● **Consigne**
Recopiez sans rien changer le passage de l'article sur les cinquante ans de Mai 68 qui va de « Pavés sous la plage : les » jusqu'à « trotskistes ou maoïstes. ».

:: Extrait à lire

Pavés sous la plage : les 50… berges de Mai 68

 

Souvenirs, souvenirs, c’était le tube des années 60 de feu Johnny… On a tous en nous quelque chose de Mai 68 !  Les cinquante berges de Mai 68 et ses pavés sous la plage ont déclenché un choc neuronal chez les sociologues, les universitaires, les historiens, les ex-snipers de la chaussée parisienne, les anciennes gloires trotskistes ou maoïstes.

::::
:: Données extraites

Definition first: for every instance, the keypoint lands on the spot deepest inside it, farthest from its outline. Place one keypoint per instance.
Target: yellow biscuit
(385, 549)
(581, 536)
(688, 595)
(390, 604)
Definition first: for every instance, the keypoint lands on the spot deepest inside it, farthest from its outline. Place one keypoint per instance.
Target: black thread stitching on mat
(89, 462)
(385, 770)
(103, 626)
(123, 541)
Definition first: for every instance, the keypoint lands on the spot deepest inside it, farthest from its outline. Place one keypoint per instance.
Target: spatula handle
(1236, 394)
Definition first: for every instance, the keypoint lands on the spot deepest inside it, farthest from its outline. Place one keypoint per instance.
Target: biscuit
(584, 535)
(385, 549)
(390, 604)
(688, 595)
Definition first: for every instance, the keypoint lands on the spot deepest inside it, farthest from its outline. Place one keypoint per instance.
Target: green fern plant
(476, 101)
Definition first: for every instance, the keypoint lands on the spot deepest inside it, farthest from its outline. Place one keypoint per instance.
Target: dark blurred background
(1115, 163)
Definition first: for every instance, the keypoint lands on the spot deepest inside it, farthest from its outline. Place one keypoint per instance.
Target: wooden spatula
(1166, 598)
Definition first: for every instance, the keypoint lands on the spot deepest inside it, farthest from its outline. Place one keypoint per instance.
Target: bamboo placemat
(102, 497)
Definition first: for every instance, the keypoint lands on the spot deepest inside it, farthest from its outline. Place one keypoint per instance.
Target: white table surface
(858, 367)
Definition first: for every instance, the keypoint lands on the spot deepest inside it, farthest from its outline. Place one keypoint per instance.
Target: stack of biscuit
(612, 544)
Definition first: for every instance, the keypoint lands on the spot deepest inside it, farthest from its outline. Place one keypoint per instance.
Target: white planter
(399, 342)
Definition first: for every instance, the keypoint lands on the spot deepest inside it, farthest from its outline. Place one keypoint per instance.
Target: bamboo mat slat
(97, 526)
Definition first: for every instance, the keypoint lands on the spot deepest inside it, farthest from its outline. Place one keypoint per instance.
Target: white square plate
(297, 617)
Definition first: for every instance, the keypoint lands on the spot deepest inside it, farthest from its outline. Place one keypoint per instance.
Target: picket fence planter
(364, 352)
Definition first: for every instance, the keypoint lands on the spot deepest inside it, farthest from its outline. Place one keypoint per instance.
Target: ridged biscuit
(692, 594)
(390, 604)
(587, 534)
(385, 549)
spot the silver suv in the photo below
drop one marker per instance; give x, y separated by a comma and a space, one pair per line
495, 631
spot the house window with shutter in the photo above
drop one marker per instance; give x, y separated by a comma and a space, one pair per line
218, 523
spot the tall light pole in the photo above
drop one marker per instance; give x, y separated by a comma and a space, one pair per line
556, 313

::::

● **Solution attendue**
Pavés sous la plage : les 50… berges de Mai 68

 

Souvenirs, souvenirs, c’était le tube des années 60 de feu Johnny… On a tous en nous quelque chose de Mai 68 !  Les cinquante berges de Mai 68 et ses pavés sous la plage ont déclenché un choc neuronal chez les sociologues, les universitaires, les historiens, les ex-snipers de la chaussée parisienne, les anciennes gloires trotskistes ou maoïstes.